▸ 提供テキスト:
説明

電気コネクタ

【課題】簡易な構成で、係止ロック部13aのロック強度を向上させることを可能とする。
【解決手段】信号伝送媒体Fに対する係合が行われる方向における係止ロック部13a又はロックアーム部材13bの移動又は変位を許容し、かつその許容方向以外の方向における係止ロック部13a又はロックアーム部材13bの移動又は変位を規制するロック移動規制部材13cを設けて、信号伝送媒体Fに対する係合が行われる係止ロック部13a及びロックアーム部材13bの移動又は変位を必要な方向においてのみ許容し、それ以外の無用な方向への移動又は変位を防止することにより強固なロック力を得るように構成したものである。

【発明の詳細な説明】
【技術分野】
【0001】
本発明は、信号伝送媒体の端末部分を絶縁ハウジングの内部に挿入することによって信号伝送媒体をロック部の係合力で保持するように構成された電気コネクタに関する。

▸ 作業一覧:
1 – 電気コネクタの説明文で、【課題】として挙げられている内容は何ですか。
2 – 電気コネクタの説明文を、最後の文の後から書き進めてください。

▸ 提供データ:
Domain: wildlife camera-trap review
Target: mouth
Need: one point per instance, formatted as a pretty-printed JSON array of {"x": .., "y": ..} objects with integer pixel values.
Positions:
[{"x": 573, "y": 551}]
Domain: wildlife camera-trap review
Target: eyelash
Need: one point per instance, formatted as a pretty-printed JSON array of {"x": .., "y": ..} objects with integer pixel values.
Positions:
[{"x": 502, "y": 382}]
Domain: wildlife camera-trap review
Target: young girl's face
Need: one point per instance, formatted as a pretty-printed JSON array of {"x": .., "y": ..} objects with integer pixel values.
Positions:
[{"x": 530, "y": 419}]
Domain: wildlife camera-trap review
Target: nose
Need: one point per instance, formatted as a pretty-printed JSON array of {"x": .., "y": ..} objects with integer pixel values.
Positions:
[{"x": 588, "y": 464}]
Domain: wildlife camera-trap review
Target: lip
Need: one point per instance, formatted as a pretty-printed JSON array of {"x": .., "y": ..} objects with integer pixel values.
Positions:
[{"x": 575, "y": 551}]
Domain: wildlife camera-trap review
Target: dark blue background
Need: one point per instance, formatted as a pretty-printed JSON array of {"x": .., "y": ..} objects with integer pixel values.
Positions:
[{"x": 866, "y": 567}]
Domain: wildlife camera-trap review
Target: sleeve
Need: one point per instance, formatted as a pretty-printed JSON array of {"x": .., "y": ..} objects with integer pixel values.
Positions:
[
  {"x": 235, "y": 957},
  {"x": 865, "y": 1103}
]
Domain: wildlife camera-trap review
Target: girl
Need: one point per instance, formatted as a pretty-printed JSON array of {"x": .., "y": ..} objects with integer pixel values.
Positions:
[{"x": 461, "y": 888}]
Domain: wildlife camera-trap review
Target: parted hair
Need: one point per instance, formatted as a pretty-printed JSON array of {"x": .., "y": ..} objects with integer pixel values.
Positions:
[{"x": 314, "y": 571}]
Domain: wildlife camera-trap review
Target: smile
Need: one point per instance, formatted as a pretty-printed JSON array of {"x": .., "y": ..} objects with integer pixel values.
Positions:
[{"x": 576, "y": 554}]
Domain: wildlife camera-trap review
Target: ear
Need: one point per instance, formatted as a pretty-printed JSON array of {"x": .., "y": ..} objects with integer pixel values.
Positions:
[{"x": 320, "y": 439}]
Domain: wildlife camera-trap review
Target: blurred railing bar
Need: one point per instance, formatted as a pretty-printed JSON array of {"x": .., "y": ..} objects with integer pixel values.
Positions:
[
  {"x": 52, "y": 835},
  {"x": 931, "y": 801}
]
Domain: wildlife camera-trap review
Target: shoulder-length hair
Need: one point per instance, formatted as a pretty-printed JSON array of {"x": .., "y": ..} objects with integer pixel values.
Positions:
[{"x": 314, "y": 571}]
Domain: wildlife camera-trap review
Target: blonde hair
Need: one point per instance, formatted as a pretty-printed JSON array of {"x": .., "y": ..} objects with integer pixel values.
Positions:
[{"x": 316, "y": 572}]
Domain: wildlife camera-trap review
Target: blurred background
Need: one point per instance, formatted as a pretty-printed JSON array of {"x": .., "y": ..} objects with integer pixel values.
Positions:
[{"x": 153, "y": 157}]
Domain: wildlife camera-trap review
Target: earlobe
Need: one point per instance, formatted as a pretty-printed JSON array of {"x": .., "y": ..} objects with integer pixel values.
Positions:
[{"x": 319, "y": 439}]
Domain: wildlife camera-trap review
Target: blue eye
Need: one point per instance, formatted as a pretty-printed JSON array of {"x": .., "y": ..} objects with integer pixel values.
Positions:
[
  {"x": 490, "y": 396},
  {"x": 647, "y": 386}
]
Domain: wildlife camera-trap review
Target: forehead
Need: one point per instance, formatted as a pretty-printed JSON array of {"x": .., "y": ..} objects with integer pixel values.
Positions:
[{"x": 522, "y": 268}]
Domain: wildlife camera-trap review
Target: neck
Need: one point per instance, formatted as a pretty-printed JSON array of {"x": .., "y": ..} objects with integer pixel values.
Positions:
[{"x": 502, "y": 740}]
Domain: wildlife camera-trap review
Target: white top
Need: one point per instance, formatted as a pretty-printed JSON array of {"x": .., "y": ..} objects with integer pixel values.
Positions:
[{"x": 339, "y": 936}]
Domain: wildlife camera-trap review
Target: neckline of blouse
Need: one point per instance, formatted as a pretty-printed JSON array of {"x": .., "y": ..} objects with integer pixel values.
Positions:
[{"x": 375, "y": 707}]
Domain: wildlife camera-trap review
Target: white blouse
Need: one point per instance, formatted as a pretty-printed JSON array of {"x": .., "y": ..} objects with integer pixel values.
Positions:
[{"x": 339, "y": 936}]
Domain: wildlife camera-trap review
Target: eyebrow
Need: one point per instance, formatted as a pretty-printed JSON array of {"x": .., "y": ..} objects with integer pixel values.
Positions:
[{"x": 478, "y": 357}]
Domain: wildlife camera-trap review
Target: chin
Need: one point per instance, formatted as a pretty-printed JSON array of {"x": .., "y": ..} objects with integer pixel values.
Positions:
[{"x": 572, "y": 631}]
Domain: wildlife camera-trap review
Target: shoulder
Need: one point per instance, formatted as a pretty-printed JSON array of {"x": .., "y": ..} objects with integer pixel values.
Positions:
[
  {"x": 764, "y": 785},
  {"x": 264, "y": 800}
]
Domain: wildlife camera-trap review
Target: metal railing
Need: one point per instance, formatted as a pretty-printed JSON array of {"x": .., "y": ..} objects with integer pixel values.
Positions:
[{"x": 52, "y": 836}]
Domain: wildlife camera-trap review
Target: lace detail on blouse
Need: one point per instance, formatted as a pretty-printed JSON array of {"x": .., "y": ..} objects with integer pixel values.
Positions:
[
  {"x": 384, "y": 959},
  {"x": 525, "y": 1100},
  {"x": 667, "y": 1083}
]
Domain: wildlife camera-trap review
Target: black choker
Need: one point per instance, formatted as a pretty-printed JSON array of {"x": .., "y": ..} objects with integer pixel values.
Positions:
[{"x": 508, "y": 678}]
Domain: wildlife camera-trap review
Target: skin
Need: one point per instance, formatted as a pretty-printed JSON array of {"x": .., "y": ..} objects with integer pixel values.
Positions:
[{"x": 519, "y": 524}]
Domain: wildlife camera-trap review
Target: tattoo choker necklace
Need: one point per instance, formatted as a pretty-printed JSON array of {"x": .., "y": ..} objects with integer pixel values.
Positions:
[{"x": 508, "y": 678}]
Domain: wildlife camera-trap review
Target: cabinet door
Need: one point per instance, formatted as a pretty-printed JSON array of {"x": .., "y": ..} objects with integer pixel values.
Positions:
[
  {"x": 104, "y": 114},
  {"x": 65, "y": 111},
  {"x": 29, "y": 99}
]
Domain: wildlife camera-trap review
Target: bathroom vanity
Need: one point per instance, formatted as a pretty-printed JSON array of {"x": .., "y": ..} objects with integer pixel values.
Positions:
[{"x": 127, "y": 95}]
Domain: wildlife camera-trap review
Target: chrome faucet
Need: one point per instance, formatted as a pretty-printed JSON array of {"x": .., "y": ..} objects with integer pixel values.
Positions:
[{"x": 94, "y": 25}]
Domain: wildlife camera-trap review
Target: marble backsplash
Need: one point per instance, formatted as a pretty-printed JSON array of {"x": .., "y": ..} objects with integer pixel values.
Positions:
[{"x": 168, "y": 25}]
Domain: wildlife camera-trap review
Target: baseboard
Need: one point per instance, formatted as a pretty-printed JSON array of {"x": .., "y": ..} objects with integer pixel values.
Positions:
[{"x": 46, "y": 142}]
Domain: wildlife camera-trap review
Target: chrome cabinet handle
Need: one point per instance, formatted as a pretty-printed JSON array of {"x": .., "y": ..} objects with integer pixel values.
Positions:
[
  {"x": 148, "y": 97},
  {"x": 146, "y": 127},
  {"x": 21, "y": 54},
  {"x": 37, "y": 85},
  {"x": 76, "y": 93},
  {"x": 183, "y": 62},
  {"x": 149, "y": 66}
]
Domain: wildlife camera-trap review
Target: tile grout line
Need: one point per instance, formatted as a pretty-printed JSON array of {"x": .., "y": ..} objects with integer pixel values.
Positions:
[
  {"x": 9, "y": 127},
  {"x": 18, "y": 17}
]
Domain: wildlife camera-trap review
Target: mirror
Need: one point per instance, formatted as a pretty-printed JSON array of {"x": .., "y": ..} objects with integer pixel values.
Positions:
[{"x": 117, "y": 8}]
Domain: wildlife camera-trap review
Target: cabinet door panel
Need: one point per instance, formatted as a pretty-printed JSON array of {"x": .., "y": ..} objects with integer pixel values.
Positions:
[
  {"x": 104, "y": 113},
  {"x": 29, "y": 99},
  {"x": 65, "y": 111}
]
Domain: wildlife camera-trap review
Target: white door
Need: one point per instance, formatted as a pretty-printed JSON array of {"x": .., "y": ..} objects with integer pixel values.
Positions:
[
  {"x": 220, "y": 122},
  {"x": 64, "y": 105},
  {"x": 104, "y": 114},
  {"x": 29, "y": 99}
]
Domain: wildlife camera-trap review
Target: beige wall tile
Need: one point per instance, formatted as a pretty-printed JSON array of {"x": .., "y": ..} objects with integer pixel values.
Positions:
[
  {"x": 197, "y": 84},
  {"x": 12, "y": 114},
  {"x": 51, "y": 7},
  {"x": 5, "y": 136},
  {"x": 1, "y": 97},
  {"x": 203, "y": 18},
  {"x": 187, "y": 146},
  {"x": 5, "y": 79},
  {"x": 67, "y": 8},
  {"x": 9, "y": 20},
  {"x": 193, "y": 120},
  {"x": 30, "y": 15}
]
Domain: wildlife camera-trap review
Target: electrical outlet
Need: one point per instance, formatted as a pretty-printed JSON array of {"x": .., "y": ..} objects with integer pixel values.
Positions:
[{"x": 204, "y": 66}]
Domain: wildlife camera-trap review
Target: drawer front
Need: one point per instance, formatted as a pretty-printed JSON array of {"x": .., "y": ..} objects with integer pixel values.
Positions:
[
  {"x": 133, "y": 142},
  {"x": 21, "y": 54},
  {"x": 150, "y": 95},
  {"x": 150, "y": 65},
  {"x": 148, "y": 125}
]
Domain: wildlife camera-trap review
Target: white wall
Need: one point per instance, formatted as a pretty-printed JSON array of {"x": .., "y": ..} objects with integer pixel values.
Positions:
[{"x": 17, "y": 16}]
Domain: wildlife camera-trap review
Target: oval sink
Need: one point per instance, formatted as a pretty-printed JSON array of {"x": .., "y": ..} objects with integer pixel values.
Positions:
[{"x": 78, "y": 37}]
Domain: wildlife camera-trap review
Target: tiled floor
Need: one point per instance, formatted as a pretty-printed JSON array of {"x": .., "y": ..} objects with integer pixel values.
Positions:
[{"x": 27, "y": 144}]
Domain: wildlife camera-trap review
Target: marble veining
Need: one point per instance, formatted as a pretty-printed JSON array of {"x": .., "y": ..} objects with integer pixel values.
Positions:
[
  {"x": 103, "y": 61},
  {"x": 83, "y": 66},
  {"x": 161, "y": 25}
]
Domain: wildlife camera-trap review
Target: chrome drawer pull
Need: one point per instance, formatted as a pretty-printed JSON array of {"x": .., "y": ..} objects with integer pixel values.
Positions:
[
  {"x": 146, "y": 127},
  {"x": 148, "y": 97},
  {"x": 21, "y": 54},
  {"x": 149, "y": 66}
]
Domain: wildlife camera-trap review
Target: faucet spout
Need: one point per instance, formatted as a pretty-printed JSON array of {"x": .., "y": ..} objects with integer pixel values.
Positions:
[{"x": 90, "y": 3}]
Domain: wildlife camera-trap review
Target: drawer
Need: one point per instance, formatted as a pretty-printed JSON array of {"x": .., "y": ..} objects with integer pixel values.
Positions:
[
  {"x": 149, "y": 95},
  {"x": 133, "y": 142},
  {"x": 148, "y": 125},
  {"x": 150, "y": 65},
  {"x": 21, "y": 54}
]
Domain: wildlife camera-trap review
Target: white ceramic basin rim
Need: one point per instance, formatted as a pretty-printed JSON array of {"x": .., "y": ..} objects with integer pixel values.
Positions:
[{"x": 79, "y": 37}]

▸ 回答:
1 – 簡易な構成で、係止ロック部13aのロック強度を向上させることを可能とすることです。

2 –
【背景技術】
【0002】
一般に、種々の電気機器等において、フレキシブル・プリンテッド・サーキット(FPC)や、フレキシブル・フラット・ケーブル(FFC)等の各種信号伝送媒体を電気的に接続するための手段として種々の電気コネクタが広く用いられている。例えば、下記の特許文献1のように印刷配線基板上に実装されて使用される電気コネクタでは、FPCやFFC等からなる信号伝送媒体が、絶縁ハウジング(インシュレータ)の前端側開口部から内部に挿入され、その後にアクチュエータ(接続操作手段)が、作業者の操作力でコネクタ前方側又は後方側の接続作用位置に向かって押し倒されるように回動される。これによって、信号伝送媒体の端末部分に設けられた係合部にロック部材の一部が落ち込んで係合状態になされ、信号伝送媒体の端末部分がロック部材により略不動状態に保持される構成になされている。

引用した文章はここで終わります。